Problem statement »
Please tally the lines below that contain the string "point" and give only that number.

Supplied material »
— Start —
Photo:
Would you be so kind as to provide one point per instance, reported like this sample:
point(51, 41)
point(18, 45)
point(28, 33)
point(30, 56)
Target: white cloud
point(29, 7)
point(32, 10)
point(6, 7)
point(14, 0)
— End —
Response to this exercise »
9